# Text:
"""

Alle außer Kontrolle

Ryder Cup Dank einer Wildcard ist der deutsche Golfprofi Martin Kaymer beim am Freitag beginnenden Kontinentalduell gegen die USA dabei und könnte sich wieder als Glücksbringer erweisen

„Ein kühler, kalkulierender Mann“: Martin Kaymer wird von seinen Teamkollegen geschätzt Foto: dpa

Die Golfszene rüstet zum Showdown des Jahres. Wieder ist Ryder Cup, das prestigereiche Kontinentalduell USA gegen Europa. Wieder geht es um alles – an Ehre, Prestige, Mythosmehrung. Wieder nicht nach dem üblichen Zählspielmodus, sondern im Matchplay, Mann gegen Mann oder Doppel gegen Doppel. Golfspieler nehmen selbst spektakuläre Schläge nur distinguiert zur Kenntnis? Nicht beim Ryder Cup: Da werden sie zu Golfprolls, die zwischen hysterischen Zuschauermassen herumtanzen und manchmal wie von Sinnen brüllen.

Gespielt wird von Freitag (ab 14.30 Uhr MESZ) bis Sonntag im Hazeltine National Golf Club in Chaska, Minnesota. Wie fast immer gelten die USA als Favorit, „sie sehen sich auch selbst so“, wie Martin Kaymer lächelnd anmerkt. Das hat ihnen in den letzten acht von zehn Begegnungen nichts genutzt. Europa siegte, teils demütigend deutlich oder nach klarem Rückstand.

Der Rheinländer Kaymer, 31, ist zum vierten Mal in Folge dabei. Er liebt den Teamspirit beim Ryder Cup mehr noch als andere, „dass man füreinander kämpft, dass man von den anderen auch mitgezogen wird“. Voller Vorfreude sagt er über die Veranstaltung: „It’s a beauty“, eine eigene Schönheit. Ein Turniersieg auf der Tour ist ein Triumph, garniert mit einem dicken Scheck. Der Gewinn des Ryder Cups ist ein Ehrentitel auf Lebenszeit.

Kaymer fehlten zwar knapp ein paar Qualifikationspunkte, aber seine konstante Form der vergangenen Monate reichten zu einer der drei Wildcards, die Europas nordirischer Teamkapitän Darren Clarke vergab. Mit reichlich Vorschusslorbeeren: „Ich habe unheimlich viel Vertrauen in ihn. Er ist einer der angesehensten Golfer der Welt, ein kühler, kalkulierender Mann. Alle werden ihn unbedingt als Partner haben wollen.“

Die beiden anderen dieser „Captain’s picks“ für das 41. Duell gingen an Routinier Lee Westwood aus England und den 24-jährigen Novizen Thomas Pieters aus Antwerpen. Er ist damit erster Belgier der Ryder-Cup-Historie und überragt mit fast zwei Metern Größe gleich alle im Team.

"""

# Bereitgestelltes Material:
"""

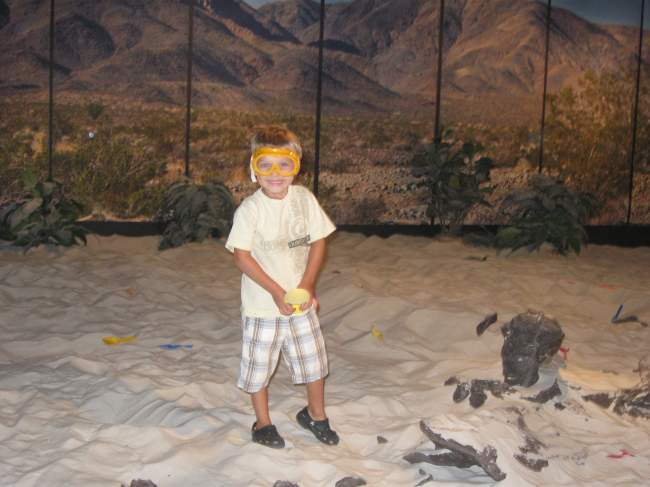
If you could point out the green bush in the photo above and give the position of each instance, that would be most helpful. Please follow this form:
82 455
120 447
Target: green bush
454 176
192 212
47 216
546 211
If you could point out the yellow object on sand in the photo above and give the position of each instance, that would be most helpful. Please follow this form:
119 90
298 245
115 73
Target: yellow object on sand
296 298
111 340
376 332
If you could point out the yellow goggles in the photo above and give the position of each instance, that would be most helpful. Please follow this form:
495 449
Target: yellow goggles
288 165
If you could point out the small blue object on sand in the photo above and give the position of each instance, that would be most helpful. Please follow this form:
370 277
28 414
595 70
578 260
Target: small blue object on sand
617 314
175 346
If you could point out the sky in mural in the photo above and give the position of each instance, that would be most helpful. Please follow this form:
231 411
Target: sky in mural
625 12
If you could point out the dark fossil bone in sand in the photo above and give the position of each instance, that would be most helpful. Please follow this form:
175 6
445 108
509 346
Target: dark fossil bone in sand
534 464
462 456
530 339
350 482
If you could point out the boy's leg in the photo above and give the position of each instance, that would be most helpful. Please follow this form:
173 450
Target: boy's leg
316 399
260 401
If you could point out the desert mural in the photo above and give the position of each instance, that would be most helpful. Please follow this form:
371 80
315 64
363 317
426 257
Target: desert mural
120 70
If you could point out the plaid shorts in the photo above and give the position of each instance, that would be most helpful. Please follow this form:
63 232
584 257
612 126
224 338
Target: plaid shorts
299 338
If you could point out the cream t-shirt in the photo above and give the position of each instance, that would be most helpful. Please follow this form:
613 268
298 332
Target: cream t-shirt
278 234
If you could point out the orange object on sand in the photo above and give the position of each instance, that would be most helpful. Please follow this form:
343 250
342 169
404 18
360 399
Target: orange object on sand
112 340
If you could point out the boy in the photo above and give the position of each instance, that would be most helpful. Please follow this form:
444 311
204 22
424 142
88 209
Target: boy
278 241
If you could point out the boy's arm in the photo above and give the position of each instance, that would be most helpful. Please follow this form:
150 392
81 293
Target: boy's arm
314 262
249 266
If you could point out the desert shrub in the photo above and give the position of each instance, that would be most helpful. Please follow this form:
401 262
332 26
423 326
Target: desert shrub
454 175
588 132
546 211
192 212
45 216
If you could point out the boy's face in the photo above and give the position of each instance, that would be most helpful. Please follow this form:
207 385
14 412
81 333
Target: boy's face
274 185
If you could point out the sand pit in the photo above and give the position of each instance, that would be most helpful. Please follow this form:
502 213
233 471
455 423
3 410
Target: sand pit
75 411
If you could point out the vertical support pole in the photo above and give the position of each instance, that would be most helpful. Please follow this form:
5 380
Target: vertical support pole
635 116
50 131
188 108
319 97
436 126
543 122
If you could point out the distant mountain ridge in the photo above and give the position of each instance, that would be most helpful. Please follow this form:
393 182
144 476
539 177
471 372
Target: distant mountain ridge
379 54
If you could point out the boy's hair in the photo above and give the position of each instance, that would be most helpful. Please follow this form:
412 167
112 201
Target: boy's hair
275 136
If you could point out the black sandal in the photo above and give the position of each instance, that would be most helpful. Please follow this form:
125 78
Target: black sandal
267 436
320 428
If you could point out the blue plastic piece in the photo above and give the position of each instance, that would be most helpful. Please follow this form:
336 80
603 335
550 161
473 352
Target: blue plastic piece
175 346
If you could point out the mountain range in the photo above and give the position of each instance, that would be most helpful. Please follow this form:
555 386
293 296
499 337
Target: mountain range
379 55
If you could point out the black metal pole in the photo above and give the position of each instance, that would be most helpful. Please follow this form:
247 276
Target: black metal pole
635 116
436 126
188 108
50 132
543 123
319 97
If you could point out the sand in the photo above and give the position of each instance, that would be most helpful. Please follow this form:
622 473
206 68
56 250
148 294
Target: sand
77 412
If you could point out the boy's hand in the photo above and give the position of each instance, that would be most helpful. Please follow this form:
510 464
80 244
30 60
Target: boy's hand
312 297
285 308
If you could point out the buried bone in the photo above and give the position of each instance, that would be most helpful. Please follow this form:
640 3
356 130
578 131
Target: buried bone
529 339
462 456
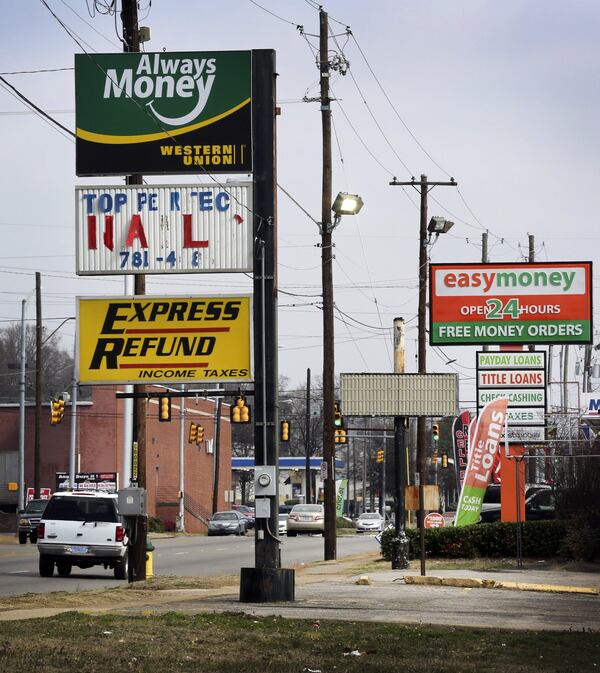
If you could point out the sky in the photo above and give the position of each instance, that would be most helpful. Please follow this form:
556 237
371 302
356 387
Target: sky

"""
"""

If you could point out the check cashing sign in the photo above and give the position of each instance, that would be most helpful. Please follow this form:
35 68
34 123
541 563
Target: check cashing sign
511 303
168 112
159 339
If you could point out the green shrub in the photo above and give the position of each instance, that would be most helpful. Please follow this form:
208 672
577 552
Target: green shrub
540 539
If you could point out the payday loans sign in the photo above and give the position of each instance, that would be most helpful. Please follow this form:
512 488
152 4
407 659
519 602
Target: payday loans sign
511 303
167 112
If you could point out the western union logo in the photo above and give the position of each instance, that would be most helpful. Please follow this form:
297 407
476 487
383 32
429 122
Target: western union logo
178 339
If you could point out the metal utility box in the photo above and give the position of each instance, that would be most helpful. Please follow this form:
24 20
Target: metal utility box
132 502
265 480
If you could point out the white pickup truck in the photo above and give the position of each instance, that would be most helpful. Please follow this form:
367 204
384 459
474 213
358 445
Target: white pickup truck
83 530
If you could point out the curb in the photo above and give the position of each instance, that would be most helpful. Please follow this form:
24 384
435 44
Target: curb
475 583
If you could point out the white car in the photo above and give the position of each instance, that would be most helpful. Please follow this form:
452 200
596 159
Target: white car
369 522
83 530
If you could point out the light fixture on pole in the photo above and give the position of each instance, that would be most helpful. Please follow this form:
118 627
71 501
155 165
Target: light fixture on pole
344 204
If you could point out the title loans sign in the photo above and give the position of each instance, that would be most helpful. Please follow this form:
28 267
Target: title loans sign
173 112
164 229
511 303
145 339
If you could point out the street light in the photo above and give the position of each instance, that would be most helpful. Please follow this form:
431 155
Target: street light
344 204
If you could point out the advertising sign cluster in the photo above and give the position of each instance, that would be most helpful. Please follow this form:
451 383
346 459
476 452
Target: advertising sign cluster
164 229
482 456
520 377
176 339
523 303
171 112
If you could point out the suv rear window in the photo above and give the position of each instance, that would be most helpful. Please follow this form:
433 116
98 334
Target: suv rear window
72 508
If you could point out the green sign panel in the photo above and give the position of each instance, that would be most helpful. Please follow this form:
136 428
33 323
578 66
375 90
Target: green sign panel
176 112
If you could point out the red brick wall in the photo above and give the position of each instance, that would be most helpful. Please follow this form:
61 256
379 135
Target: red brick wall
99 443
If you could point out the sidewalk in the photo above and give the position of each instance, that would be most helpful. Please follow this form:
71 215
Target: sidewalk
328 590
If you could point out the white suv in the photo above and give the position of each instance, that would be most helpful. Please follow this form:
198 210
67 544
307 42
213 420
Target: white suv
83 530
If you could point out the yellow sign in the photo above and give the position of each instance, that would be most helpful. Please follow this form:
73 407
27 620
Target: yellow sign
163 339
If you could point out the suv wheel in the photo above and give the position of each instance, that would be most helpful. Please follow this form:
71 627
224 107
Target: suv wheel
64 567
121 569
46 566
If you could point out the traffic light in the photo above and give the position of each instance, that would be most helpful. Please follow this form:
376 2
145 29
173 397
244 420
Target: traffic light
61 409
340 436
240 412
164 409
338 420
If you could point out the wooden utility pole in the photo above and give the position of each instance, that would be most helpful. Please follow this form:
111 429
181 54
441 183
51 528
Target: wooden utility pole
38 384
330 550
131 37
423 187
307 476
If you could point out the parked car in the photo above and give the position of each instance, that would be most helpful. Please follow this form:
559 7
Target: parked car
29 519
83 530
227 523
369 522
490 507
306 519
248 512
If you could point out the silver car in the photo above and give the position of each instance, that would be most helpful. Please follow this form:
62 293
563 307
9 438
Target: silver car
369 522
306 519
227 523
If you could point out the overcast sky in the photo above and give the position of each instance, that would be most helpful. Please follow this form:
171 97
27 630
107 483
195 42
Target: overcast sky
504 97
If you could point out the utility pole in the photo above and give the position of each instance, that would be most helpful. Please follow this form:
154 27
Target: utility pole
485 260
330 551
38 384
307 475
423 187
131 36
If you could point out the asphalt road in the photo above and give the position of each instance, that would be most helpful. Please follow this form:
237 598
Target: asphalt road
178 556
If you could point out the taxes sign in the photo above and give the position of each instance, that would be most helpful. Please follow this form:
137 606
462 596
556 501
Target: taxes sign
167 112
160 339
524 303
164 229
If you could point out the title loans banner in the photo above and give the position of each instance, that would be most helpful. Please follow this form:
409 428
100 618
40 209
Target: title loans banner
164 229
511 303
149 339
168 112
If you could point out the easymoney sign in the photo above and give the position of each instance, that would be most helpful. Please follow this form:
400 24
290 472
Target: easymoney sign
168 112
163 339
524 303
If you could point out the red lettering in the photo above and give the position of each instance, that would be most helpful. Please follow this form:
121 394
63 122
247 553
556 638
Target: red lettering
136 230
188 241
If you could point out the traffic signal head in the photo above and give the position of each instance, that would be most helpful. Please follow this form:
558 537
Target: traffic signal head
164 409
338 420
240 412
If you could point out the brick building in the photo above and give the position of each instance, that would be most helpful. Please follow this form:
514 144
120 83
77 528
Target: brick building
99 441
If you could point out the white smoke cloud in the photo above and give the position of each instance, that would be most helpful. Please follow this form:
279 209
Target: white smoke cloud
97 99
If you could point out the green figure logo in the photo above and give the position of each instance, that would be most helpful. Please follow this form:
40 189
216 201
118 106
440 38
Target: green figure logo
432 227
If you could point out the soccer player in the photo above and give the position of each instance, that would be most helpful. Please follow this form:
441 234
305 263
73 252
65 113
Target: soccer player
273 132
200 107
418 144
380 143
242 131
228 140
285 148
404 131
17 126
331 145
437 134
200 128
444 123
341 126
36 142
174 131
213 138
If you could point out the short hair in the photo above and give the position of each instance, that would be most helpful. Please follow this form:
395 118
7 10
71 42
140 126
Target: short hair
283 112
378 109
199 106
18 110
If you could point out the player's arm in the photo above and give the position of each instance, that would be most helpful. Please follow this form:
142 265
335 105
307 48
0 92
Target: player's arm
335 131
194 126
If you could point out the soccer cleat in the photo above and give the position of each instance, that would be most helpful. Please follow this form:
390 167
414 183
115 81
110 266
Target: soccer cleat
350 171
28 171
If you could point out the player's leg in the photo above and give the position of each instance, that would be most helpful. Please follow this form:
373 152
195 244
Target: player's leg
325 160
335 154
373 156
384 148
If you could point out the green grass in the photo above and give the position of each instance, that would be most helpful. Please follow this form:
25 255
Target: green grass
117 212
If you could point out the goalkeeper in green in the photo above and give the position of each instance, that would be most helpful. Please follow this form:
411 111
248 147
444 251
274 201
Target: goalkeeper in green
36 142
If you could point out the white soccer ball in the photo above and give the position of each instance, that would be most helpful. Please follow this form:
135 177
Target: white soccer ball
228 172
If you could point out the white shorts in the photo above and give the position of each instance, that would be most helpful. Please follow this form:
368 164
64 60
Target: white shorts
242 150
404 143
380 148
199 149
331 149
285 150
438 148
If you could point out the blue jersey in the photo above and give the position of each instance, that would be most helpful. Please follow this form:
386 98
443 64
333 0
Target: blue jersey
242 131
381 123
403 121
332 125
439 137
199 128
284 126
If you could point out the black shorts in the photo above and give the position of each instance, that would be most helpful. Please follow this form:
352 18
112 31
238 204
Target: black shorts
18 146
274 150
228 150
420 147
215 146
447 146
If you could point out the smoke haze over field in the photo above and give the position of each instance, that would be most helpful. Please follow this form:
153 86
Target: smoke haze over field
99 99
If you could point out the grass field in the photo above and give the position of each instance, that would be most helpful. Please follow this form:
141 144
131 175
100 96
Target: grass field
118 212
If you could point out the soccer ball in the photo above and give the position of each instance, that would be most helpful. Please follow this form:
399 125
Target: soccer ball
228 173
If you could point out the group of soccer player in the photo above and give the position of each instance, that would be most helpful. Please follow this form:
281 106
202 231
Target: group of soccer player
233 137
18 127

"""

# Schriftliche Aufgabe 1:
Zähle alle Personen auf, die im Text über den Ryder Cup mit Namen genannt werden.
# Schriftliche Aufgabe 2:
Prüfe, ob die folgenden Aussagen zum Text über den Ryder Cup passen. Antworte jeweils mit Ja oder Nein und zitiere die entscheidenden Worte des Textes wörtlich.
(a) Martin Kaymer nimmt zum vierten Mal hintereinander am Ryder Cup teil.
(b) Europa hat alle zehn letzten Begegnungen gewonnen.
(c) Thomas Pieters stammt aus England.
# Schriftliche Aufgabe 3:
Schreibe bitte den Text über den Ryder Cup im Anschluss an seinen letzten Satz weiter.

# Schriftliche Antwort 1:
Martin Kaymer, Darren Clarke, Lee Westwood, Thomas Pieters

# Schriftliche Antwort 2:
(a) Ja: „Der Rheinländer Kaymer, 31, ist zum vierten Mal in Folge dabei.“
(b) Nein: „Das hat ihnen in den letzten acht von zehn Begegnungen nichts genutzt.“
(c) Nein: „den 24-jährigen Novizen Thomas Pieters aus Antwerpen“

# Schriftliche Antwort 3:
Clarke wusste natürlich auch um Kaymers Glücksbringerrolle. Alle Auftritte des deutschen Profis von 2010 bis 2014 endeten mit einem Sieg der Europäer. 2012 hatte Kaymer seinen großen Moment, als sein Zweimeterputt am letzten Loch das große Duell entschied. Damals staunte die Golfwelt: Dieser zurückhaltende, kontrollierte Deutsche, lange schon als „The German Eisschrank“ apostrophiert, konnte ja toben, jubeln, jauchzen und wie von Sinnen umherspringen.

Martin Kaymer hat eine Saison ohne Titelgewinn hinter sich. Den Spielen in Rio mit der Golfpremiere seit 1904 hatte er enthusiastisch entgegengefiebert. Er blieb ohne Medaille (Platz 15), aber dennoch begeistert: alles sei so inspirierend gewesen, powervoll, überwältigend: „Die Energie, die aus dem ganzen olympischen Dorf kommt, ist unfassbar zu beschreiben“, schwärmte er. Spartanische Zimmer statt gewohnte Luxushotels waren für ihn ein Extraplus: „Hier kommt man gut auf den Boden zurück. Wir leben ja manchmal in einer Welt, die ein bisschen verzerrt ist.“

Kaymer ist entspannter geworden, mehr geerdet und er überrascht auch mal mit gelungenen Scherzen statt gestanzter Vokabeln. Kaymer ist Kaymer, nicht mehr Projektion für einen neuen Golfboom in Deutschland. Den Legendenstatus hat auf unabsehbare Zeit ohnehin Kollege Bernhard Langer gepachtet. Kaymer scheine mittlerweile, schrieb jetzt die Süddeutsche, „vielmehr wie Jeff Bridges als The Big Lebowski sein Ding zu machen“.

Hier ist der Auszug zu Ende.